Dataset records:
□ □ □ □ □
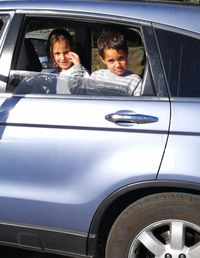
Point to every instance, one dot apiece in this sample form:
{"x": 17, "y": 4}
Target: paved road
{"x": 6, "y": 252}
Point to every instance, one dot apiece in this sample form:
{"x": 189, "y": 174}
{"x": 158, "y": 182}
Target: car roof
{"x": 178, "y": 15}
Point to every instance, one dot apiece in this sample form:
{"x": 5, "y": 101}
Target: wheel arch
{"x": 114, "y": 204}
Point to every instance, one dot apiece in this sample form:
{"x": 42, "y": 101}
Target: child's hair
{"x": 55, "y": 36}
{"x": 111, "y": 39}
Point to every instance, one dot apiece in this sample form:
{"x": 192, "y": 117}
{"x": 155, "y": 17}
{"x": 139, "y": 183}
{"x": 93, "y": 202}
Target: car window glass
{"x": 180, "y": 55}
{"x": 3, "y": 22}
{"x": 33, "y": 73}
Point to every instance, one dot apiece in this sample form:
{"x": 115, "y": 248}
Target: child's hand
{"x": 74, "y": 58}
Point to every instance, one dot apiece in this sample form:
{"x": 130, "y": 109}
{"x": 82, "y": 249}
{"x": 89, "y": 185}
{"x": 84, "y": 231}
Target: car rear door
{"x": 61, "y": 156}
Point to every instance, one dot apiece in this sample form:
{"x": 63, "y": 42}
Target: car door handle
{"x": 127, "y": 117}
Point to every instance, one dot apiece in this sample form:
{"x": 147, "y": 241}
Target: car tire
{"x": 165, "y": 225}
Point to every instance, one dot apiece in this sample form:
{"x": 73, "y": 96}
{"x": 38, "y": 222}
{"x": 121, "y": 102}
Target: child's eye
{"x": 121, "y": 58}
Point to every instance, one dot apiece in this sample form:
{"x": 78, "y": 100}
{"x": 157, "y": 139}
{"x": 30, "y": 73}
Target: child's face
{"x": 116, "y": 61}
{"x": 60, "y": 51}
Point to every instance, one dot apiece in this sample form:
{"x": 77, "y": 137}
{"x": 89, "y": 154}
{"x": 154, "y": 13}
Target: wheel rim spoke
{"x": 194, "y": 251}
{"x": 177, "y": 235}
{"x": 152, "y": 243}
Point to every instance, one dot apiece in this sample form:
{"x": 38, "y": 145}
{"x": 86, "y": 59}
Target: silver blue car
{"x": 86, "y": 169}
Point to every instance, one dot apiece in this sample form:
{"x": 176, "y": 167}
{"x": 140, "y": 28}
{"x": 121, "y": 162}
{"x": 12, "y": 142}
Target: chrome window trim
{"x": 95, "y": 17}
{"x": 6, "y": 26}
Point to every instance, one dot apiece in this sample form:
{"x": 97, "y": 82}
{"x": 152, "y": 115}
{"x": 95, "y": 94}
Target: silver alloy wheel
{"x": 167, "y": 239}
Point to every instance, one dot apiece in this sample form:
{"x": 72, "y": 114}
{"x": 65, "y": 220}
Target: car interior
{"x": 30, "y": 54}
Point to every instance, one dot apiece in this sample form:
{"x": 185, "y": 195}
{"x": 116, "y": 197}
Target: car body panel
{"x": 184, "y": 135}
{"x": 63, "y": 164}
{"x": 180, "y": 16}
{"x": 74, "y": 156}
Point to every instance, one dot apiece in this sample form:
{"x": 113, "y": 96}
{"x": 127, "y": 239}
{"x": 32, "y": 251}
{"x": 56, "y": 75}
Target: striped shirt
{"x": 128, "y": 79}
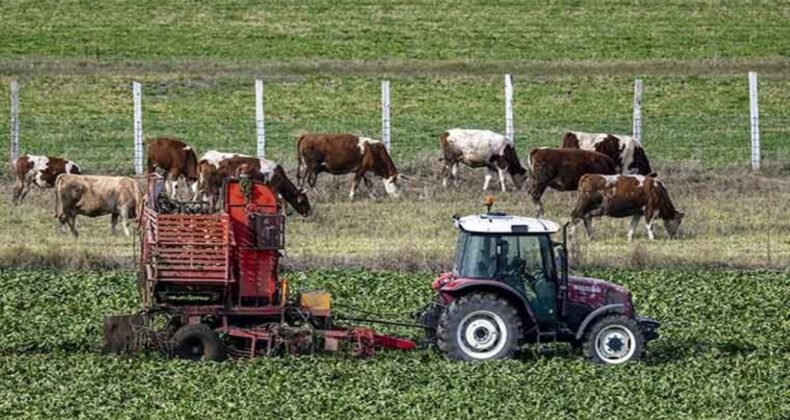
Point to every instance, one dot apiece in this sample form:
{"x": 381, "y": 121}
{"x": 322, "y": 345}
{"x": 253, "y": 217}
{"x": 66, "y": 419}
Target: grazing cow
{"x": 95, "y": 196}
{"x": 340, "y": 154}
{"x": 259, "y": 169}
{"x": 626, "y": 152}
{"x": 41, "y": 171}
{"x": 478, "y": 149}
{"x": 208, "y": 165}
{"x": 177, "y": 159}
{"x": 561, "y": 169}
{"x": 626, "y": 195}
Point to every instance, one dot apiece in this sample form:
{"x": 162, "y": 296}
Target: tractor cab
{"x": 509, "y": 286}
{"x": 517, "y": 251}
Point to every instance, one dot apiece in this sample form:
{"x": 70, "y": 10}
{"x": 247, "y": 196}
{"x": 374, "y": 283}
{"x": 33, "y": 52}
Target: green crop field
{"x": 723, "y": 354}
{"x": 721, "y": 289}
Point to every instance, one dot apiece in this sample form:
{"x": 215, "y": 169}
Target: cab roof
{"x": 505, "y": 223}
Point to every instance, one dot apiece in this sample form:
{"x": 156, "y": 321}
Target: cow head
{"x": 672, "y": 224}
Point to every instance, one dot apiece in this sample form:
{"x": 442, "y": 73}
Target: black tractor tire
{"x": 479, "y": 327}
{"x": 613, "y": 340}
{"x": 198, "y": 342}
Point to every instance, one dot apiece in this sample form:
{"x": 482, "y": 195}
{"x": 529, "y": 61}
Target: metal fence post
{"x": 259, "y": 122}
{"x": 509, "y": 107}
{"x": 755, "y": 121}
{"x": 637, "y": 127}
{"x": 14, "y": 122}
{"x": 385, "y": 113}
{"x": 138, "y": 128}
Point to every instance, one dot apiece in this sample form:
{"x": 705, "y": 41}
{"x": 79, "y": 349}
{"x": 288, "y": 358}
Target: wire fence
{"x": 703, "y": 120}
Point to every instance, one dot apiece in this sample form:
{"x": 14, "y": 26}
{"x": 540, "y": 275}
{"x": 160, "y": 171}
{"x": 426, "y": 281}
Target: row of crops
{"x": 723, "y": 353}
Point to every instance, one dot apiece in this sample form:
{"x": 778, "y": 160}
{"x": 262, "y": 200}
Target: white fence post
{"x": 755, "y": 119}
{"x": 137, "y": 94}
{"x": 259, "y": 123}
{"x": 509, "y": 107}
{"x": 637, "y": 127}
{"x": 385, "y": 113}
{"x": 14, "y": 122}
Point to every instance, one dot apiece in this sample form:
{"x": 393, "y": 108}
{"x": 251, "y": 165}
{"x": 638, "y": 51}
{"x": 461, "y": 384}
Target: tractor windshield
{"x": 476, "y": 256}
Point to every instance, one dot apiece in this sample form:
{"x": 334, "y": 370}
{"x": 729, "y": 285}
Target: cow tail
{"x": 58, "y": 183}
{"x": 299, "y": 159}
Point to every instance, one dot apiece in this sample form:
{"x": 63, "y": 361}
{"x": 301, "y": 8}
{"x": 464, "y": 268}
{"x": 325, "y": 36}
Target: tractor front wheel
{"x": 479, "y": 326}
{"x": 613, "y": 340}
{"x": 198, "y": 342}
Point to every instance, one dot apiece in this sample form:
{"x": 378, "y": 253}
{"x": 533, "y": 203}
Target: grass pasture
{"x": 733, "y": 218}
{"x": 722, "y": 354}
{"x": 686, "y": 118}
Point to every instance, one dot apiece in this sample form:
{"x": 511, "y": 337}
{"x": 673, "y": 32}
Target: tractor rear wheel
{"x": 479, "y": 326}
{"x": 198, "y": 342}
{"x": 613, "y": 340}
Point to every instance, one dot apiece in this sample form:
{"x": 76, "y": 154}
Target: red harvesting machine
{"x": 210, "y": 286}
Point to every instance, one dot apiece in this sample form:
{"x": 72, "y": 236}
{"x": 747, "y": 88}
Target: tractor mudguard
{"x": 617, "y": 308}
{"x": 458, "y": 287}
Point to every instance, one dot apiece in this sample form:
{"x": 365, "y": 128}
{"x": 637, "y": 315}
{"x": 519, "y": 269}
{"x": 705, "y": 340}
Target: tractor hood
{"x": 596, "y": 293}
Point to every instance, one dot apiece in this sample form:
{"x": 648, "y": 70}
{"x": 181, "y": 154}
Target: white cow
{"x": 478, "y": 149}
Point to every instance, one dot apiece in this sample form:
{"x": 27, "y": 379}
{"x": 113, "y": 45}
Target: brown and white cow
{"x": 95, "y": 196}
{"x": 481, "y": 149}
{"x": 177, "y": 159}
{"x": 340, "y": 154}
{"x": 626, "y": 152}
{"x": 213, "y": 176}
{"x": 41, "y": 171}
{"x": 561, "y": 169}
{"x": 623, "y": 196}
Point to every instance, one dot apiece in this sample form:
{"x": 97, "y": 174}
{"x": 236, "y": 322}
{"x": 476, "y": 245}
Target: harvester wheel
{"x": 479, "y": 326}
{"x": 613, "y": 340}
{"x": 198, "y": 342}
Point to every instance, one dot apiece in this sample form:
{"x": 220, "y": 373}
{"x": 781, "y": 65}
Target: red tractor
{"x": 510, "y": 286}
{"x": 210, "y": 285}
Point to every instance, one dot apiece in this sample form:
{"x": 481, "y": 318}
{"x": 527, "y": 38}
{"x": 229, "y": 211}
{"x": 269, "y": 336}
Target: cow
{"x": 561, "y": 169}
{"x": 177, "y": 159}
{"x": 208, "y": 164}
{"x": 623, "y": 196}
{"x": 95, "y": 196}
{"x": 480, "y": 149}
{"x": 340, "y": 154}
{"x": 626, "y": 152}
{"x": 259, "y": 169}
{"x": 41, "y": 171}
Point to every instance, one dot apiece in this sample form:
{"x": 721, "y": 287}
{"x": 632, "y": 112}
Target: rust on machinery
{"x": 215, "y": 278}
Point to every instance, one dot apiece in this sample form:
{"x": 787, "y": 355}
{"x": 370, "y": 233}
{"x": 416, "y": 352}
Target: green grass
{"x": 364, "y": 30}
{"x": 688, "y": 118}
{"x": 722, "y": 354}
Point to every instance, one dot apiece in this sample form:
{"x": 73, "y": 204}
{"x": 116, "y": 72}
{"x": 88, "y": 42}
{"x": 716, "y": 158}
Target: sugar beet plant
{"x": 723, "y": 354}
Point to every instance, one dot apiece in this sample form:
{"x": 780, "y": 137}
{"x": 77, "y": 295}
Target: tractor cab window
{"x": 528, "y": 266}
{"x": 475, "y": 256}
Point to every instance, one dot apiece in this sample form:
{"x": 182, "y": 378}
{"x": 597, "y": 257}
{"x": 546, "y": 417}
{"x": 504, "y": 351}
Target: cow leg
{"x": 649, "y": 226}
{"x": 125, "y": 220}
{"x": 369, "y": 186}
{"x": 536, "y": 192}
{"x": 354, "y": 185}
{"x": 634, "y": 223}
{"x": 587, "y": 219}
{"x": 489, "y": 174}
{"x": 113, "y": 223}
{"x": 71, "y": 219}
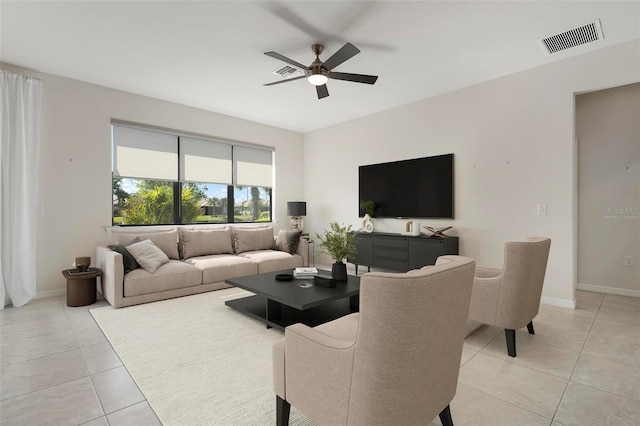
□ □ □ □ □
Directions:
What you write must match, line for line, the records from the line containing "Target: harvester wheel" through the last line, with every picture left out.

Exercise response:
Target: harvester wheel
{"x": 479, "y": 326}
{"x": 613, "y": 340}
{"x": 198, "y": 342}
Point to every instance, one dot apiece in this sample form:
{"x": 220, "y": 373}
{"x": 781, "y": 65}
Target: red tractor
{"x": 510, "y": 286}
{"x": 210, "y": 285}
Point to every instance, one dot apiece in this sample form:
{"x": 481, "y": 318}
{"x": 527, "y": 38}
{"x": 229, "y": 211}
{"x": 269, "y": 336}
Target: cow
{"x": 561, "y": 169}
{"x": 177, "y": 159}
{"x": 208, "y": 164}
{"x": 623, "y": 196}
{"x": 95, "y": 196}
{"x": 480, "y": 149}
{"x": 340, "y": 154}
{"x": 626, "y": 152}
{"x": 259, "y": 169}
{"x": 41, "y": 171}
Point to every instance, one dot apiece in this sample form:
{"x": 721, "y": 287}
{"x": 632, "y": 112}
Target: rust on machinery
{"x": 215, "y": 278}
Point to every instance, one dot apiece in this sample form:
{"x": 787, "y": 355}
{"x": 370, "y": 233}
{"x": 416, "y": 352}
Target: green grass
{"x": 364, "y": 30}
{"x": 688, "y": 118}
{"x": 722, "y": 354}
Point to every instance, one dot apiece in this sample form:
{"x": 73, "y": 204}
{"x": 116, "y": 72}
{"x": 88, "y": 42}
{"x": 716, "y": 158}
Target: sugar beet plant
{"x": 723, "y": 354}
Point to every instance, one dot apiece in this sample form:
{"x": 780, "y": 137}
{"x": 77, "y": 295}
Target: tractor cab window
{"x": 528, "y": 266}
{"x": 475, "y": 256}
Point to every instance, one dot apiece in this sample form:
{"x": 182, "y": 378}
{"x": 597, "y": 257}
{"x": 546, "y": 417}
{"x": 504, "y": 351}
Target: cow leg
{"x": 649, "y": 226}
{"x": 125, "y": 220}
{"x": 369, "y": 186}
{"x": 536, "y": 192}
{"x": 354, "y": 185}
{"x": 634, "y": 223}
{"x": 587, "y": 219}
{"x": 489, "y": 174}
{"x": 113, "y": 223}
{"x": 71, "y": 219}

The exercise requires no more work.